*YOUR OBJECTIVE*
Repeat everything in the material exactly.

*MATERIAL PROVIDED*
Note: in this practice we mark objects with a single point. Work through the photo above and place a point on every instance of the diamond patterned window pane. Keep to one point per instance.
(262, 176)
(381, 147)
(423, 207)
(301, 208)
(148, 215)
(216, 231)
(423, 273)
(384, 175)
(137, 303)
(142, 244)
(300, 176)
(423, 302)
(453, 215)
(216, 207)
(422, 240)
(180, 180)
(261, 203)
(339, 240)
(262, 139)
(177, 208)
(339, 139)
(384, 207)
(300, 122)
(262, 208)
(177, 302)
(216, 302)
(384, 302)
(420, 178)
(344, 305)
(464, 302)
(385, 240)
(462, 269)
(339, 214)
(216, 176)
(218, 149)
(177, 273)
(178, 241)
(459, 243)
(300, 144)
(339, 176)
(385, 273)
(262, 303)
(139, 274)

*REPLY*
Note: in this practice we mark objects with a single point. Work through the photo above and place a point on every instance of the diamond patterned window pane. Keep to one point per instance.
(262, 176)
(381, 147)
(423, 207)
(301, 208)
(148, 215)
(216, 231)
(423, 273)
(384, 175)
(137, 303)
(142, 244)
(300, 176)
(423, 302)
(453, 215)
(216, 207)
(422, 240)
(180, 180)
(261, 203)
(339, 240)
(262, 139)
(177, 208)
(339, 139)
(384, 207)
(300, 122)
(262, 208)
(177, 302)
(216, 302)
(384, 302)
(420, 178)
(344, 305)
(464, 302)
(385, 240)
(462, 269)
(339, 214)
(216, 176)
(218, 149)
(177, 273)
(178, 241)
(459, 243)
(300, 144)
(339, 176)
(385, 273)
(262, 303)
(139, 274)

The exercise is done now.